Extrait du document:
============================================================
À l'occasion de cette rencontre, vous avez reçu une lettre du Pape...
Depuis le tremblement de terre, le Saint-Père s'est beaucoup intéressé au vicariat apostolique d'Anatolie et a toujours voulu être informé de la situation, ainsi que de nos activités concernant la jeunesse. Je l'ai donc prévenu de cette rencontre et il a voulu écrire deux lignes pour encourager les jeunes. Cette lettre a vraiment animé tout le camp. Il a écrit qu'il était heureux de savoir que les jeunes se réunissaient pour prier et réfléchir et il les a encouragés à regarder vers l'avant avec espérance, sans se décourager.
Comment les jeunes ont-ils accueilli ses paroles?
Les jeunes ont réfléchi à la lettre, notamment parce qu'ils savaient que de l'autre côté de la mer Noire, il y a l'Ukraine où un grand conflit se déroule et qu'ensuite, tout près de chez eux, il y a la Syrie et la question d'Israël et de Gaza. Nous avons réfléchi à la guerre et à la paix, encouragés par les paroles du Saint-Père. Finalement, de manière synodale, ils lui ont écrit une lettre que je lui enverrai dès que j'en aurai l'occasion.
Qu'ont écrit les jeunes au Pape?
Les jeunes ont été très heureux de recevoir sa lettre. Ils ont exprimé leur joie en écrivant qu'ils l'avaient lue avec une grande gratitude, que c'était un grand honneur et une source d’énergie pour eux de faire l'expérience de sa proximité spirituelle, et qu'ils se confiaient à ses prières.
============================================================
Consignes:
A) Dans l'entretien sur la lettre du Pape aux jeunes d'Anatolie, quel pays se trouve de l'autre côté de la mer Noire ?
B) Poursuivez l'entretien sur la lettre du Pape aux jeunes d'Anatolie après sa dernière phrase.

Données enregistrées:
============================================================
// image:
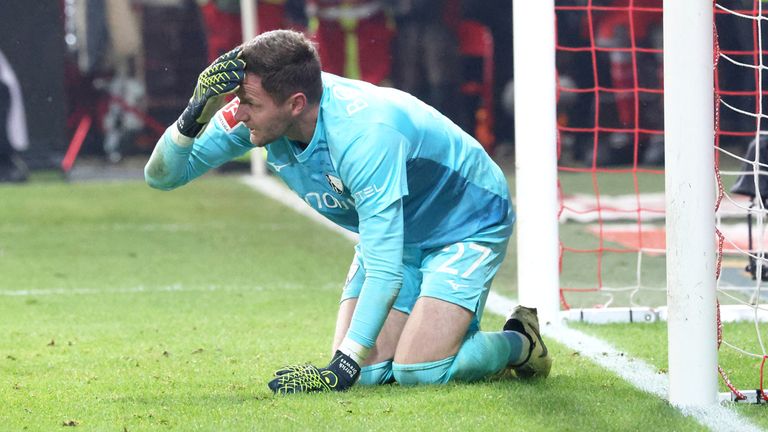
============================================================
Réponses:
A) L'Ukraine.

B)
Pouvez-vous nous parler de la réalité de la jeunesse dans le vicariat apostolique d'Anatolie?
Nous avons beaucoup de jeunes issus de familles chrétiennes. La Turquie a accueilli de nombreux réfugiés ces dernières années. Parmi ces réfugiés, beaucoup sont des chrétiens de Syrie, d'Irak, mais aussi d'Iran. Ainsi, le nombre de jeunes chrétiens réfugiés a désormais dépassé le nombre de jeunes autochtones. Nous nous sentons donc également responsables de la pastorale de ces réfugiés, et ils sont aussi affectés à des villes où il n'y a pas de communautés chrétiennes. C'est pourquoi nous essayons d'organiser ces rencontres, afin que les réfugiés puissent se rendre dans des lieux où il y a leurs pairs, les chrétiens locaux. Et la participation de ces réfugiés enrichit beaucoup la vie de nos jeunes, parce qu'ils voient la réalité actuelle, comment le monde va avec ses difficultés. Mais aussi les réfugiés, en rencontrant leurs pairs autochtones, se sentent partie prenante de l'Église dont ils font temporairement partie.
Quels espérances nourrissez-vous pour les jeunes?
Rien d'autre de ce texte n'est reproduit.